[SET OF TASKS]
A - In the article on the Russian army and the presidential election, reproduce the stretch from "Russia’s military leadership" through "last parliamentary election.".
B - Answer these questions from the article on the Russian army and the presidential election:
(i) Who told commanders that campaigning on military bases is banned by law?
(ii) According to the article, what were the military leadership's actions reportedly a reaction to?
(iii) What did a number of senior commanders do in the last parliamentary election?
C - Extend the article on the Russian army and the presidential election, picking up after its final sentence.

THE ARMY AND THE ELECTION.

Publication: Monitor Volume: 2 Issue: 69

Russia’s military leadership took two steps yesterday ostensibly aimed at keeping the army out of the country’s intensifying presidential election campaign. In the first, the chief of the General Staff informed commanders that campaigning on military bases is banned by law, and he ordered that visits to bases by politicians be limited. The actions were reportedly a reaction to efforts by political parties to address servicemen and to conduct polls on their political preferences. (AP, April 8) The military leadership is itself highly politicized, however, and hardly a neutral player. A number of senior commanders ran for office in the last parliamentary election.

[EXTRACTED MATERIAL]
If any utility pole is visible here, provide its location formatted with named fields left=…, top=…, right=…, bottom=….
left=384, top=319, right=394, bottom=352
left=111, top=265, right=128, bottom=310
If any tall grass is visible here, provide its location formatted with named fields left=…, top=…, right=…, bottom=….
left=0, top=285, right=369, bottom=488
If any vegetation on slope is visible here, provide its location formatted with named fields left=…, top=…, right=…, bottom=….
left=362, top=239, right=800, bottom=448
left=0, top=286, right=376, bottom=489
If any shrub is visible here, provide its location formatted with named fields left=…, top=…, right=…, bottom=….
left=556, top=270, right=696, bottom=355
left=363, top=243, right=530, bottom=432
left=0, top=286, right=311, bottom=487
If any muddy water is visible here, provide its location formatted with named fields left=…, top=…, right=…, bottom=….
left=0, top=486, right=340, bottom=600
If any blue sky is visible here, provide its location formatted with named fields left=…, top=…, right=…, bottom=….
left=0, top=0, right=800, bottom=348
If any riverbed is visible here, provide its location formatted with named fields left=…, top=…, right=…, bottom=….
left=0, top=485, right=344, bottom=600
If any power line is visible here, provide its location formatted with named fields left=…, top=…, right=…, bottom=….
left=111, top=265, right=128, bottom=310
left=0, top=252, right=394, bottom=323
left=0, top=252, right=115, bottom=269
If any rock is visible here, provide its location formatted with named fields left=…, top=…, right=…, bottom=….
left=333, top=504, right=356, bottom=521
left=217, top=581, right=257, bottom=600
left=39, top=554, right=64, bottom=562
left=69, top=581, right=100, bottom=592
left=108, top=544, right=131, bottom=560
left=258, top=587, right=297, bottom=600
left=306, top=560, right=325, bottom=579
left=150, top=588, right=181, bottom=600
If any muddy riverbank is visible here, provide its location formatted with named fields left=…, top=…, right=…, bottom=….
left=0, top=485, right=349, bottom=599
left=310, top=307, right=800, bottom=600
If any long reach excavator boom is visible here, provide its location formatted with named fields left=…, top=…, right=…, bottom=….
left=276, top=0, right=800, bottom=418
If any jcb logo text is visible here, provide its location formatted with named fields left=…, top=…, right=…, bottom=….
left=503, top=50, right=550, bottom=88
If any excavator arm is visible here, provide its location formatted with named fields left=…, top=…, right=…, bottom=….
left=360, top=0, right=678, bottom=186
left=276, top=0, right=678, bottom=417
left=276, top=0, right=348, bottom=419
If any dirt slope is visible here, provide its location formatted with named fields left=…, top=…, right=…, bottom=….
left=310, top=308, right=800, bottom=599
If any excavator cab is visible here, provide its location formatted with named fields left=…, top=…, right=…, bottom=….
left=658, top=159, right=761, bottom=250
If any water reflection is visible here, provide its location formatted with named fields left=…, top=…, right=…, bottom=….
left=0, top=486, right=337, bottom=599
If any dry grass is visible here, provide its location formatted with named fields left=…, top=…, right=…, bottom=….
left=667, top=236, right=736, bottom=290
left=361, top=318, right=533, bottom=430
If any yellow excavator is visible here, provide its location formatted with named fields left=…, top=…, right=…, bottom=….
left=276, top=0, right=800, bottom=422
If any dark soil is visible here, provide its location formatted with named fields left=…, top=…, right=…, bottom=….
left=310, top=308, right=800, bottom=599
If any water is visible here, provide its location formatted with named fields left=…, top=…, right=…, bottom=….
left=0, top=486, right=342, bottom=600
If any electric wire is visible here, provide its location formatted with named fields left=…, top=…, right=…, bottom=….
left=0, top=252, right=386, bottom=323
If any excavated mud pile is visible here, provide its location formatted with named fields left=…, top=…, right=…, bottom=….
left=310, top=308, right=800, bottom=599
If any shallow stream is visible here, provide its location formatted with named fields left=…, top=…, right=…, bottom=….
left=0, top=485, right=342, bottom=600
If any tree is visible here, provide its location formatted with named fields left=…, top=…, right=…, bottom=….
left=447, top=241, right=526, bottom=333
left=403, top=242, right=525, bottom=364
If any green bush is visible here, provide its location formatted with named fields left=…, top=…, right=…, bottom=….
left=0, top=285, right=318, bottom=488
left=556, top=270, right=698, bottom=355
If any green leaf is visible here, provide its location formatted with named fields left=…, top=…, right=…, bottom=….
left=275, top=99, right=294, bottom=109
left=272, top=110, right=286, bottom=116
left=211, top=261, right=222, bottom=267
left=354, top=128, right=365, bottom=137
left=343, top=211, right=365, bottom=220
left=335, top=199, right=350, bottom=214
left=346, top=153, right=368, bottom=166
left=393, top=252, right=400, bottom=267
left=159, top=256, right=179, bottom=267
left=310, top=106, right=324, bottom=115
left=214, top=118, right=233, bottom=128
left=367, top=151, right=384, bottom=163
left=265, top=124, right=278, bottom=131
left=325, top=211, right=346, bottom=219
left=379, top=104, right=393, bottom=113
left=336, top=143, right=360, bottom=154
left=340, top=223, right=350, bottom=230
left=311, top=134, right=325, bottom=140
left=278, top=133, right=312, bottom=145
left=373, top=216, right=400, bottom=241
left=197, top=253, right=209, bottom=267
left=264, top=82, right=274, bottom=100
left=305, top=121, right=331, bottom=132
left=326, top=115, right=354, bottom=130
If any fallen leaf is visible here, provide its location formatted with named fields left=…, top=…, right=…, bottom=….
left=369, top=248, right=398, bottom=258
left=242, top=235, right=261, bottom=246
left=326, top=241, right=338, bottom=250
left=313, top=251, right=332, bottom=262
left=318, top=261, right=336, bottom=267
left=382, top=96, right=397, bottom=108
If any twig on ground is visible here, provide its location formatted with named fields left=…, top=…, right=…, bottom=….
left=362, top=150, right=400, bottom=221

[EXPECTED OUTPUTS]
A -
Russia’s military leadership took two steps yesterday ostensibly aimed at keeping the army out of the country’s intensifying presidential election campaign. In the first, the chief of the General Staff informed commanders that campaigning on military bases is banned by law, and he ordered that visits to bases by politicians be limited. The actions were reportedly a reaction to efforts by political parties to address servicemen and to conduct polls on their political preferences. (AP, April 8) The military leadership is itself highly politicized, however, and hardly a neutral player. A number of senior commanders ran for office in the last parliamentary election.

B -
(i) The chief of the General Staff.
(ii) Efforts by political parties to address servicemen and to conduct polls on their political preferences.
(iii) They ran for office.

C -
Also yesterday, the Russian Defense Ministry Collegium, a body comprised of top military leaders, denied media allegations of dissension within their ranks and charged that such reports were aimed at "disorienting the public and the personnel of the army and navy ahead of the presidential election." The Collegium also asserted that the Defense Ministry leadership was united "on all issues of military development" and, in what seemed an endorsement of Boris Yeltsin’s candidacy, "in its full support for the policy of reform and the preservation of stability." (Itar-Tass, April 8) Russian defense minister Pavel Grachev, a long-time Yeltsin loyalist, has been at the center of many of the rumors of dissension within the military leadership, and the media has frequently speculated of late that he will be made a scapegoat for the Chechnya debacle and be dismissed.

Yeltsin Woos Elderly Voters.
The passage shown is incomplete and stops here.